# Available records:

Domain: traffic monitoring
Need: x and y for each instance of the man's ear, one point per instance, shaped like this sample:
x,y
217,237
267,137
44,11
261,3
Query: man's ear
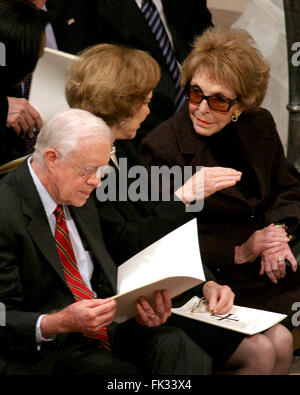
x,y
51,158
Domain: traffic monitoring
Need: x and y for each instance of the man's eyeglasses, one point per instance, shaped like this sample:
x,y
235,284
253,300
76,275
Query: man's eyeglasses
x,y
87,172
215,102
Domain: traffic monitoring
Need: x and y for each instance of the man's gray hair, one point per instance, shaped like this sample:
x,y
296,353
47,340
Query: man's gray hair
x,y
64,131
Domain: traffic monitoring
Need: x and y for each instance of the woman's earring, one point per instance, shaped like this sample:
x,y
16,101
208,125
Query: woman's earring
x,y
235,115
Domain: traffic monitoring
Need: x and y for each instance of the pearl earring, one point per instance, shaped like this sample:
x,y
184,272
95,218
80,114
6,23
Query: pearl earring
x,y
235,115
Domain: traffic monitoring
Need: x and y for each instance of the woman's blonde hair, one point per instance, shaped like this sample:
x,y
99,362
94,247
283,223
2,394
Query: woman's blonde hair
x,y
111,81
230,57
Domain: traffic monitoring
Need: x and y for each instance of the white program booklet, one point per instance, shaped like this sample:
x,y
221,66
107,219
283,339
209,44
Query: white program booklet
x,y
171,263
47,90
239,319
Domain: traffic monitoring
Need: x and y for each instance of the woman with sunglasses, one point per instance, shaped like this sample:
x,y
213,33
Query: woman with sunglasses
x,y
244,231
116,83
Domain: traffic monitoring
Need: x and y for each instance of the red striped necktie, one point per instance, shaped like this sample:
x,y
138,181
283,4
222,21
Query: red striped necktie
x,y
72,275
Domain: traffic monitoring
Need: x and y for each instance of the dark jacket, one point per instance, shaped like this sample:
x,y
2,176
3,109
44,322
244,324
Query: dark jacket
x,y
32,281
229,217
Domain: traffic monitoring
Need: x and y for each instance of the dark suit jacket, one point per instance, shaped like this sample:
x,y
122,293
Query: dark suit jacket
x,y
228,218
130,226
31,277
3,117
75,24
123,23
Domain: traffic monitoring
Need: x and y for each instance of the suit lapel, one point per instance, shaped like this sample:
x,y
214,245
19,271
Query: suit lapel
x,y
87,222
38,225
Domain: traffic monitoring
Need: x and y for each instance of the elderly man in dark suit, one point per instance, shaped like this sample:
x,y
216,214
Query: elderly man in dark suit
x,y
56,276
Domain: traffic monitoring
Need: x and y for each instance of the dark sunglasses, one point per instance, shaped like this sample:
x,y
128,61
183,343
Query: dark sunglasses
--
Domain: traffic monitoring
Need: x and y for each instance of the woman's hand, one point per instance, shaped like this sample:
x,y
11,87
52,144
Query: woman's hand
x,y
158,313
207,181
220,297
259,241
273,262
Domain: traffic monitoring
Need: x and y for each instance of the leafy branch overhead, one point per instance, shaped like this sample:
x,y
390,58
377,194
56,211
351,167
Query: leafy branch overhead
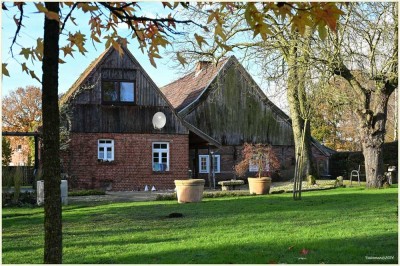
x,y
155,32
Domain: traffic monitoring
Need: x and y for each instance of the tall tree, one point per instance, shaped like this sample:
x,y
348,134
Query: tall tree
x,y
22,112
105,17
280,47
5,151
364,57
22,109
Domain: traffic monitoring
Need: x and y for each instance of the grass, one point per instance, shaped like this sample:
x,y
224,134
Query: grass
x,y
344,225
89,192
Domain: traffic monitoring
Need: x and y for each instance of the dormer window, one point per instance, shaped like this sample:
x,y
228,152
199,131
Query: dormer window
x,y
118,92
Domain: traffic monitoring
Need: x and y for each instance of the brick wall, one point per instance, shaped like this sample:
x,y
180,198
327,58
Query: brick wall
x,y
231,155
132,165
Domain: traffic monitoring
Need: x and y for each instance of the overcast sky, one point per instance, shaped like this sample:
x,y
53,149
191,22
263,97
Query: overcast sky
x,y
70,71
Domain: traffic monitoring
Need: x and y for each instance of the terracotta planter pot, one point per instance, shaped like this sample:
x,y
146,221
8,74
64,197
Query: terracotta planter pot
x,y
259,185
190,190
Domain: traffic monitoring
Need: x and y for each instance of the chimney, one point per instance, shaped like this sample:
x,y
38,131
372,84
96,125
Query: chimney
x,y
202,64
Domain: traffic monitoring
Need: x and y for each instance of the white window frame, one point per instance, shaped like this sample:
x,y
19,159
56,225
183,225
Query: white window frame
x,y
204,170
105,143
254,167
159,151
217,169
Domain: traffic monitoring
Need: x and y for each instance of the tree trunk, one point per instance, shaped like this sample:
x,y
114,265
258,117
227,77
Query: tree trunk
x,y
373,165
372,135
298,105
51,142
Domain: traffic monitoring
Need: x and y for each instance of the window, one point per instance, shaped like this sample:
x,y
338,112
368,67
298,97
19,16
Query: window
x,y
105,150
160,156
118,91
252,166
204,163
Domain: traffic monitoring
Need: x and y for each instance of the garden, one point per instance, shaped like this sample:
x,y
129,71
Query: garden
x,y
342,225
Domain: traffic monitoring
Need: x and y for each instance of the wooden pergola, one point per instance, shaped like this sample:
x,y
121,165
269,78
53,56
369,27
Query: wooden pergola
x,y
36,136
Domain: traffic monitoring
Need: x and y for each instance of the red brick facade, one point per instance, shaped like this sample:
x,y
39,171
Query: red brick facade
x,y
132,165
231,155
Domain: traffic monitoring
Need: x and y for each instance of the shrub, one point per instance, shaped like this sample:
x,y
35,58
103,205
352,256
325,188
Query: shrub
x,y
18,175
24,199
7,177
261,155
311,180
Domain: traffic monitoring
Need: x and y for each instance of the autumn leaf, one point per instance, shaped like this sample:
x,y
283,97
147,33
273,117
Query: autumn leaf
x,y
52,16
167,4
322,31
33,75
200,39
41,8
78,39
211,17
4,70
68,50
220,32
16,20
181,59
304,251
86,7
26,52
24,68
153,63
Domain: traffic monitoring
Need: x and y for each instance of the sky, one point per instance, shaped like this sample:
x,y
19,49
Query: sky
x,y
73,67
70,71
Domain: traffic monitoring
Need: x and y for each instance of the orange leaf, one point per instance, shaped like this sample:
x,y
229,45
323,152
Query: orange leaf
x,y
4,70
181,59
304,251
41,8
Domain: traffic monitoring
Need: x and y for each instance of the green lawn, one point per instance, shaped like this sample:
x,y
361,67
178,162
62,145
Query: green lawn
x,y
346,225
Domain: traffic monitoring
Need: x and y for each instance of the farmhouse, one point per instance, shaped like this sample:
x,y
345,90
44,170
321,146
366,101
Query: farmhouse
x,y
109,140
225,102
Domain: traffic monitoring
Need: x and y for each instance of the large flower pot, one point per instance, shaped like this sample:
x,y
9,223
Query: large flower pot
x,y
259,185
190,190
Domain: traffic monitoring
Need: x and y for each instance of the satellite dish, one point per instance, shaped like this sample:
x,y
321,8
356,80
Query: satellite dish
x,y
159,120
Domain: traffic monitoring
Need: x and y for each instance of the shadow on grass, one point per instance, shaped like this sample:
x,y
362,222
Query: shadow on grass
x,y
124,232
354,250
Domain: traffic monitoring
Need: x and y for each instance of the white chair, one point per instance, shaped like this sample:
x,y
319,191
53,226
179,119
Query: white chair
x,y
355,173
==
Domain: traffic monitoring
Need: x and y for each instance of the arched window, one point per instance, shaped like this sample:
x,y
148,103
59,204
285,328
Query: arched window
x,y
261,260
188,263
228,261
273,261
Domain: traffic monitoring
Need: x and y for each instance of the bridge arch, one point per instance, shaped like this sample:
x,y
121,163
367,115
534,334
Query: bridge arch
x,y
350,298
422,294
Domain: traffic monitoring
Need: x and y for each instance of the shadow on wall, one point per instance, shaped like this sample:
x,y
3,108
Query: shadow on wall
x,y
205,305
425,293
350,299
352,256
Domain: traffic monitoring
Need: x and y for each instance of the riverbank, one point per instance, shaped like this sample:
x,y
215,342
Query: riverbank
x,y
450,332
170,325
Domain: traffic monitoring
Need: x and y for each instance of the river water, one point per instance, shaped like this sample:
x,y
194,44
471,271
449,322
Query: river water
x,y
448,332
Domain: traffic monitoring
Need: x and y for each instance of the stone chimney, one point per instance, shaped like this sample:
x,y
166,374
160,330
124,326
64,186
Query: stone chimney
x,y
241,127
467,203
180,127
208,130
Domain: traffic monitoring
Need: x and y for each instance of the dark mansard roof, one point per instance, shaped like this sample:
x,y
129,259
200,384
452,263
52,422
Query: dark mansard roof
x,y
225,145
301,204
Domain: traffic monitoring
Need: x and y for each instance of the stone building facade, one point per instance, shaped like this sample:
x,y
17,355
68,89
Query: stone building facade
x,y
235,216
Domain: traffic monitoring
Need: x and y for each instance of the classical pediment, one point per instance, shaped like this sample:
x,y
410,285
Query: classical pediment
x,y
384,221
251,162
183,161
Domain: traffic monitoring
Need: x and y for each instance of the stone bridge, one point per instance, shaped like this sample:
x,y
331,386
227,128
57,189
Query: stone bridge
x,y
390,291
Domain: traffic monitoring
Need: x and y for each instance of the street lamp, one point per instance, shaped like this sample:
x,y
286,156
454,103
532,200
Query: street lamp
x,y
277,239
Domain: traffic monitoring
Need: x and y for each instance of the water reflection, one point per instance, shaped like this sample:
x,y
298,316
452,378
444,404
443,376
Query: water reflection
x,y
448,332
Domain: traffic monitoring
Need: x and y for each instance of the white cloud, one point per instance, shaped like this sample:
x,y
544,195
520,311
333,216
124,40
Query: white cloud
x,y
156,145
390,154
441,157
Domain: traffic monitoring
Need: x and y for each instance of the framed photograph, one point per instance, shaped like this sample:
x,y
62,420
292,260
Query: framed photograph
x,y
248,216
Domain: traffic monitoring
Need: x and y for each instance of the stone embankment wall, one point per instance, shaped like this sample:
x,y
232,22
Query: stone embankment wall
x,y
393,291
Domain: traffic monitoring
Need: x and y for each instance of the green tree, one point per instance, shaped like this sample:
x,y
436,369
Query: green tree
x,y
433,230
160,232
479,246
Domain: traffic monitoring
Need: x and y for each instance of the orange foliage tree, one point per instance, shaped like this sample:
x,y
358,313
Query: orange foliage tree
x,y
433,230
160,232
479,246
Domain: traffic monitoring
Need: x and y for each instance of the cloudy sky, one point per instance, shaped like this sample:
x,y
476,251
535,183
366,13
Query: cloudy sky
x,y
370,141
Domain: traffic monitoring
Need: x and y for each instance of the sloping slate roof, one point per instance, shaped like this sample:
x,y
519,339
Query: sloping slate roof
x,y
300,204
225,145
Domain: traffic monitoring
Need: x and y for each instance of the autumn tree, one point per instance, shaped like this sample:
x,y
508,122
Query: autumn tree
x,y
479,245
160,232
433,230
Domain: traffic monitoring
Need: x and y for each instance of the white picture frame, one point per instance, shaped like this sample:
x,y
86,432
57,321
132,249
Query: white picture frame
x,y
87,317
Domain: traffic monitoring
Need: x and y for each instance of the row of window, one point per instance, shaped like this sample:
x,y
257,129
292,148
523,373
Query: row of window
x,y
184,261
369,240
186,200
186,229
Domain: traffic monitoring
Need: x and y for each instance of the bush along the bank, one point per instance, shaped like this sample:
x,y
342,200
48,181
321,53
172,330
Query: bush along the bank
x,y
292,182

# Brief:
Report each line of the rows above that contains the string "pearl". The match is case-sensitive.

# Result below:
Need: x and y for each instance of the pearl earring, one point per instance, shaped like this sample:
Query: pearl earring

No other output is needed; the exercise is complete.